-- Opening Marker --

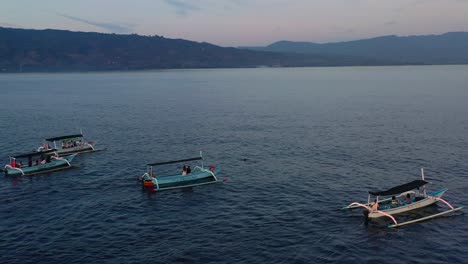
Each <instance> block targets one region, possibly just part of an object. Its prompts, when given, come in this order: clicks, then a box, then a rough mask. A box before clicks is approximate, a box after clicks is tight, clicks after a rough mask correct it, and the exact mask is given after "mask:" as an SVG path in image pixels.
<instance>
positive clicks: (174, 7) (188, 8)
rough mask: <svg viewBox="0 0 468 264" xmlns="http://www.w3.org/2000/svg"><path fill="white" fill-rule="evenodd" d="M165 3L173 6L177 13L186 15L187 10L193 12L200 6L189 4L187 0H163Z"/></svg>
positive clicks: (170, 5)
mask: <svg viewBox="0 0 468 264" xmlns="http://www.w3.org/2000/svg"><path fill="white" fill-rule="evenodd" d="M164 2H166V4H168V5H170V6H172V7H174V8H175V9H176V12H177V14H179V15H187V14H188V13H189V12H194V11H198V10H200V7H198V6H196V5H193V4H189V3H188V1H186V0H185V1H184V0H164Z"/></svg>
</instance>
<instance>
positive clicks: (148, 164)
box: [148, 157, 203, 166]
mask: <svg viewBox="0 0 468 264" xmlns="http://www.w3.org/2000/svg"><path fill="white" fill-rule="evenodd" d="M202 159H203V158H202V157H196V158H190V159H183V160H170V161H162V162H155V163H149V164H148V166H159V165H166V164H174V163H181V162H186V161H192V160H202Z"/></svg>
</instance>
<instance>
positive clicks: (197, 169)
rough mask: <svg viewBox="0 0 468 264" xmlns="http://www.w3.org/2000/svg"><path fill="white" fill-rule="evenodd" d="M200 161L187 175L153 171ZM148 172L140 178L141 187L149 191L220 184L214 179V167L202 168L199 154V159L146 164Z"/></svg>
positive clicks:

-- Closing Marker --

(Brief): Rewrite every row above, replacing "positive clicks" with "foreground clicks" wherever it appears and leaving all other text unchanged. Omit the pictures from your answer.

(Problem solution):
Each <instance> block targets one region, possibly just part of an object. Its prompts, when given, come in this order: clicks, then a box, then a rough mask. A box before clicks is approximate, a box after clicks is tight, clicks after a rough mask correct it, and the exact mask is given after "mask:" as an SVG path in image pixels.
<instance>
foreground clicks: (174, 7) (188, 8)
rough mask: <svg viewBox="0 0 468 264" xmlns="http://www.w3.org/2000/svg"><path fill="white" fill-rule="evenodd" d="M165 3L173 6L177 13L186 15L187 10L193 12L200 6L189 4L187 0H163Z"/></svg>
foreground clicks: (170, 5)
mask: <svg viewBox="0 0 468 264" xmlns="http://www.w3.org/2000/svg"><path fill="white" fill-rule="evenodd" d="M164 2H166V4H168V5H170V6H172V7H174V8H175V9H176V12H177V14H179V15H187V14H188V13H189V12H194V11H198V10H200V7H198V6H196V5H193V4H189V3H188V1H186V0H185V1H184V0H164Z"/></svg>
</instance>
<instance>
foreground clicks: (148, 164)
box: [148, 157, 203, 166]
mask: <svg viewBox="0 0 468 264" xmlns="http://www.w3.org/2000/svg"><path fill="white" fill-rule="evenodd" d="M202 159H203V158H202V157H196V158H190V159H183V160H170V161H162V162H155V163H149V164H148V166H159V165H166V164H174V163H181V162H186V161H192V160H202Z"/></svg>
</instance>
<instance>
foreground clicks: (197, 169)
rough mask: <svg viewBox="0 0 468 264" xmlns="http://www.w3.org/2000/svg"><path fill="white" fill-rule="evenodd" d="M200 161L187 175L153 171ZM148 172L140 178L141 187L149 191L220 184L214 179V167L202 168L199 154V159L146 164Z"/></svg>
foreground clicks:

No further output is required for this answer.